What this task involves:
Below is a block of records; return all of them exactly, but without the images.

════════════════

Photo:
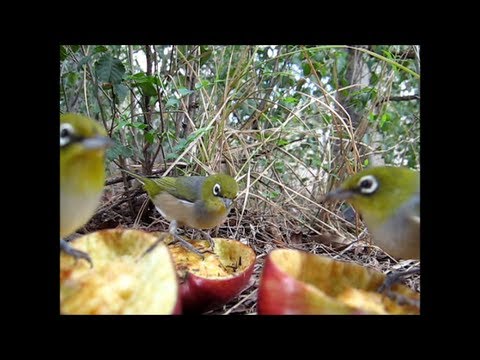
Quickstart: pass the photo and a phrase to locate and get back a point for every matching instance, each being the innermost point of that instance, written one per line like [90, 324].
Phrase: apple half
[297, 282]
[218, 278]
[124, 279]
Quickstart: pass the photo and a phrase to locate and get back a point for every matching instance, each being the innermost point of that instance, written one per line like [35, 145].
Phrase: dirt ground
[260, 231]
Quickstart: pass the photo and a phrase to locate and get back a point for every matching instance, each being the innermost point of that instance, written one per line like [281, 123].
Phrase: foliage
[282, 118]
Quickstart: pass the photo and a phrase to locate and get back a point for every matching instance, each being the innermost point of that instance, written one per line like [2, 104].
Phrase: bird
[83, 143]
[198, 202]
[388, 198]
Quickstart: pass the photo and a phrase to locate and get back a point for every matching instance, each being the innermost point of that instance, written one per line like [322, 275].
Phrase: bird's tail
[138, 177]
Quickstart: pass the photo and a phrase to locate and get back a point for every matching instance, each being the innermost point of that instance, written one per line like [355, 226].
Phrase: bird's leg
[210, 240]
[392, 279]
[153, 246]
[173, 231]
[77, 254]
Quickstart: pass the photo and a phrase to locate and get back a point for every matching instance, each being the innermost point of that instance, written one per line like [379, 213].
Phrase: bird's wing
[184, 188]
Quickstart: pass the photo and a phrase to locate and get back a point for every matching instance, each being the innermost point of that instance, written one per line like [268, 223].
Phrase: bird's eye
[66, 132]
[368, 184]
[216, 189]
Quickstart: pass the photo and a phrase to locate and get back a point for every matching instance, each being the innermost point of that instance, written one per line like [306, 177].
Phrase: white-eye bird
[388, 198]
[82, 174]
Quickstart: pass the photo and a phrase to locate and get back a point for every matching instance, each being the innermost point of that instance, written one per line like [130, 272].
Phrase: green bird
[82, 174]
[388, 198]
[198, 202]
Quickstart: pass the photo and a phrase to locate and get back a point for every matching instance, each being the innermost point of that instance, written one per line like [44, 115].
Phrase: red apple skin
[178, 307]
[201, 294]
[279, 293]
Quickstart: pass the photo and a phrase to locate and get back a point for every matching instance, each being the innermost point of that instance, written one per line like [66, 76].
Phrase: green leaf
[118, 150]
[202, 84]
[72, 78]
[172, 102]
[205, 54]
[282, 142]
[109, 69]
[99, 49]
[120, 91]
[138, 125]
[83, 61]
[147, 89]
[150, 136]
[291, 100]
[63, 52]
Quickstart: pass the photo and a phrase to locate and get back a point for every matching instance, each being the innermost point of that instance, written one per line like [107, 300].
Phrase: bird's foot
[76, 254]
[392, 279]
[211, 248]
[401, 299]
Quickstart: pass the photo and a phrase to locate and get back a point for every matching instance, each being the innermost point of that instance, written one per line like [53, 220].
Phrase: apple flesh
[297, 282]
[124, 279]
[218, 278]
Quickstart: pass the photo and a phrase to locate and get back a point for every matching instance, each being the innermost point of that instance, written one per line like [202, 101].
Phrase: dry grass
[285, 156]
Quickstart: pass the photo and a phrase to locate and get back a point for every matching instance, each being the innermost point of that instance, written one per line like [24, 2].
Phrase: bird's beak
[97, 142]
[339, 194]
[227, 202]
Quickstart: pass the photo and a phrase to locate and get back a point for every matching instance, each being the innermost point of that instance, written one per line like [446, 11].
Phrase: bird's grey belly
[184, 212]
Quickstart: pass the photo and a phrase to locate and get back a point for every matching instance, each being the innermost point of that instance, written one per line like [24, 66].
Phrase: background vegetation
[288, 121]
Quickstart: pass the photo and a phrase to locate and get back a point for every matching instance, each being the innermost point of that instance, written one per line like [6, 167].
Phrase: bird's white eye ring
[368, 184]
[66, 132]
[216, 189]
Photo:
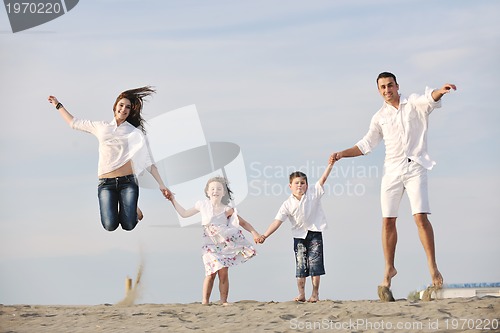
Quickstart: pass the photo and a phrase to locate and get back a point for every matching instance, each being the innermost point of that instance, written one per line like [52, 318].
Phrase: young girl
[223, 242]
[123, 153]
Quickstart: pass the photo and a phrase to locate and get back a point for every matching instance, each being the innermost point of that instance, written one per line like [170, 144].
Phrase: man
[402, 123]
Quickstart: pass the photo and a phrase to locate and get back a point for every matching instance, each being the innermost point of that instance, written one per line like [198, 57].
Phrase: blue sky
[289, 82]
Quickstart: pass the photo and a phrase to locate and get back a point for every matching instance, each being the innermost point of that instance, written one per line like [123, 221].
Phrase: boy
[303, 209]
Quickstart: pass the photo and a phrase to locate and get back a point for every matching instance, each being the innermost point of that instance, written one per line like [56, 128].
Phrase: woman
[123, 153]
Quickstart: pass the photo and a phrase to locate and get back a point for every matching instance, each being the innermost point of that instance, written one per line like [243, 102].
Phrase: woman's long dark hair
[136, 98]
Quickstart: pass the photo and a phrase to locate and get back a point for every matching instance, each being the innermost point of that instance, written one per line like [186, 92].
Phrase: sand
[448, 315]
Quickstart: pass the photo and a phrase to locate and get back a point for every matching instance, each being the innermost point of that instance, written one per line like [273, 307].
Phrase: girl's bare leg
[223, 284]
[208, 284]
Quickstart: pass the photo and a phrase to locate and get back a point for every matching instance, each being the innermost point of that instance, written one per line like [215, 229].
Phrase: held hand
[256, 237]
[53, 100]
[167, 193]
[337, 156]
[261, 239]
[332, 159]
[447, 88]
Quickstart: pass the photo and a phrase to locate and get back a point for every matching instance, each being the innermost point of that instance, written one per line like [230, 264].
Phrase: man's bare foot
[389, 274]
[385, 294]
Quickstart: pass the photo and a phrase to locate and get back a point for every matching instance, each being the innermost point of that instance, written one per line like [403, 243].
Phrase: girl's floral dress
[223, 242]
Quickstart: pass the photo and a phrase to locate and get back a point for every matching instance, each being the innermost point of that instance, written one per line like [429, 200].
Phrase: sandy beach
[448, 315]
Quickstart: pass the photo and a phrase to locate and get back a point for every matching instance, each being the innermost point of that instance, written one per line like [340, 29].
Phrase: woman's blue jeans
[118, 202]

════════════════

Finished answer:
Photo:
Quickstart: pass the photo and a phrase to locate and get back a point for every matching instance, each being the innermost point of that instance, written one per line like [90, 324].
Phrase: apple half
[297, 282]
[218, 278]
[124, 279]
Quickstart: pass the photo and a phrase to locate and get back a point for every matching instance, each being the innermost point of that instance, written one per line like [35, 145].
Phrase: dirt ground
[260, 231]
Quickstart: pass the photo and a phrase to locate and get back a point for every matching instance, each being the innermost point of that instance, written one per line like [281, 123].
Phrase: foliage
[282, 118]
Quickstart: pass the photo and a phrase to locate and get back a point for every matching instance, each being the innermost point of that instance, written one per line like [2, 104].
Phrase: bird
[83, 143]
[198, 202]
[388, 198]
Quickstart: pass the photo and a phrase to locate and get back a point for every matching instance, each being the innermost point of that instance, written one per line like [322, 275].
Phrase: bird's tail
[138, 177]
Quickstart: pass the photo and a phrase to locate and get back a point for every matching instance, each being the innermost point of that instance, written one per line like [355, 226].
Phrase: bird's leg
[210, 240]
[392, 279]
[153, 246]
[173, 231]
[77, 254]
Quickstart: pass the photo and a phrase to locate and get back a point for every matching instance, each being the innermost point of that instance, written one per line like [379, 213].
Phrase: bird's wing
[184, 188]
Quickstart: pass the photo and a phrase to locate and get back a point for every matching instance, each being the innermost point of that instance, written one per line like [268, 223].
Phrase: bird's eye
[66, 132]
[368, 184]
[216, 189]
Quickstart: pass the photo and a phrase to locate and get back a point for every matching instance, each being the innermost point of that instance, written one per line like [306, 177].
Phrase: white-eye bird
[388, 198]
[82, 174]
Quickstart: pass the photo and a phrase to locate and get back a point for every matching instance, each being the innermost point of that instance, written one per line like [130, 272].
Phrase: green bird
[82, 174]
[388, 198]
[198, 202]
Quickstart: pass the photo and a phrase to locate and get back a point for every matching instance, each being the innermost point of that instance, written one per line like [44, 115].
Phrase: red apple skin
[178, 307]
[201, 294]
[279, 293]
Quickstart: pass the photo and a phrase to locate and get back a point for every matching instance, each being the innermost point of that instance, written one per line like [66, 76].
Phrase: green leaf
[118, 150]
[202, 84]
[72, 78]
[172, 102]
[205, 54]
[282, 142]
[109, 69]
[99, 49]
[120, 91]
[138, 125]
[83, 61]
[147, 89]
[150, 136]
[291, 100]
[63, 52]
Quickstart: pass the photo and a phrase to locate and get back a point for every matching instance, each being the innermost point of that instance, written one per line like [107, 300].
Phrase: bird's foot
[76, 254]
[392, 279]
[211, 248]
[401, 299]
Quickstart: pass the photo and a phrase to locate and get back a point for every matching instance, each being the innermost point of that instance, written one per line like [53, 220].
Phrase: apple flesh
[297, 282]
[124, 279]
[218, 278]
Quickstart: pass the photo and a phrase to locate and get back a point for every matching instance, each being the innermost point of that instance, written one per line like [202, 101].
Phrase: dry grass
[285, 156]
Quickstart: pass the photo and a phrase to locate and get back a point for every matching instance, each being the innermost point of that instance, written one per line like [24, 2].
Phrase: bird's beak
[97, 142]
[339, 194]
[227, 202]
Quickstart: pass the photo and a phrase to locate and get back a point for every matching instance, each being the innermost point of that instance, written one per line like [446, 11].
Phrase: bird's grey belly
[184, 212]
Quickstart: pass the photo and a phrase to locate and get back a point for every matching instance, each being the innermost point of that instance, written one per line like [24, 66].
Phrase: background vegetation
[288, 121]
Quickstart: pass the photo and a phrase to locate and get back a point for every matching instance, each being the innermost point of that instance, written one per line like [6, 167].
Phrase: bird's white eye ring
[368, 184]
[66, 132]
[216, 189]
Photo:
Quickstart: pass the photo and a phrase to locate and get back a point for every matching instance, each being the innermost point of that instance, written one per line like [52, 318].
Phrase: young girl
[223, 242]
[123, 153]
Quickstart: pass the photo and a phrase to locate and get back a point for every matching instance, each being the innermost point of that instance, written one per line like [170, 144].
Phrase: man
[402, 123]
Quickstart: pass the photo and a phrase to locate and get back a point for every matching instance, each being the innermost point of that instance, written one per line like [198, 57].
Phrase: blue sky
[289, 82]
Quickstart: pass the photo and a phrase to locate and get back a point for every matching instance, each being the innermost point of that instance, written one per line like [123, 221].
Phrase: boy
[303, 209]
Quickstart: pass the photo and a phrase to locate and get back a point for every matching instance, each being the innermost point of that instance, written one per line like [56, 128].
Phrase: woman
[123, 153]
Quickstart: pass the photo and a phrase to locate and get back a point for every matching instance, each being the innermost point of that instance, written one per line like [243, 102].
Phrase: woman's long dark hair
[136, 98]
Quickstart: pass the photo and a phrase to locate and get back a point for every matching instance, each being the innermost point of that instance, written one per line like [186, 92].
Phrase: sand
[448, 315]
Quickstart: pass the photo and a phrase to locate and get back a point for every matching instance, each being the innermost point of that instance, written one per line like [273, 307].
Phrase: girl's bare leg
[223, 284]
[208, 284]
Quickstart: pass the photo and a phrase to locate and get back a point for every matching instance, each being the innermost point of that instance, written one per line like [215, 229].
Phrase: held hand
[256, 237]
[53, 100]
[167, 193]
[337, 156]
[261, 239]
[332, 159]
[447, 88]
Quickstart: pass the photo and a phrase to locate and get back a point for every matching instance, each being the innermost point of that instance, written one per line like [230, 264].
Phrase: man's bare foot
[389, 274]
[385, 294]
Quickstart: pass the photo and a phrase to locate and get back a point for every matching instance, each being the innermost point of that instance, written one per line like [403, 243].
Phrase: girl's floral dress
[223, 242]
Quickstart: pass the photo and a phrase to locate and get back a point for every matching instance, each being the innermost point of that instance, written one per line like [429, 200].
Phrase: sandy beach
[448, 315]
Quickstart: pass the photo and a phrase to locate and get back a point for every matching instance, each being the innermost point of that instance, written one per line like [340, 29].
Phrase: woman's blue jeans
[118, 202]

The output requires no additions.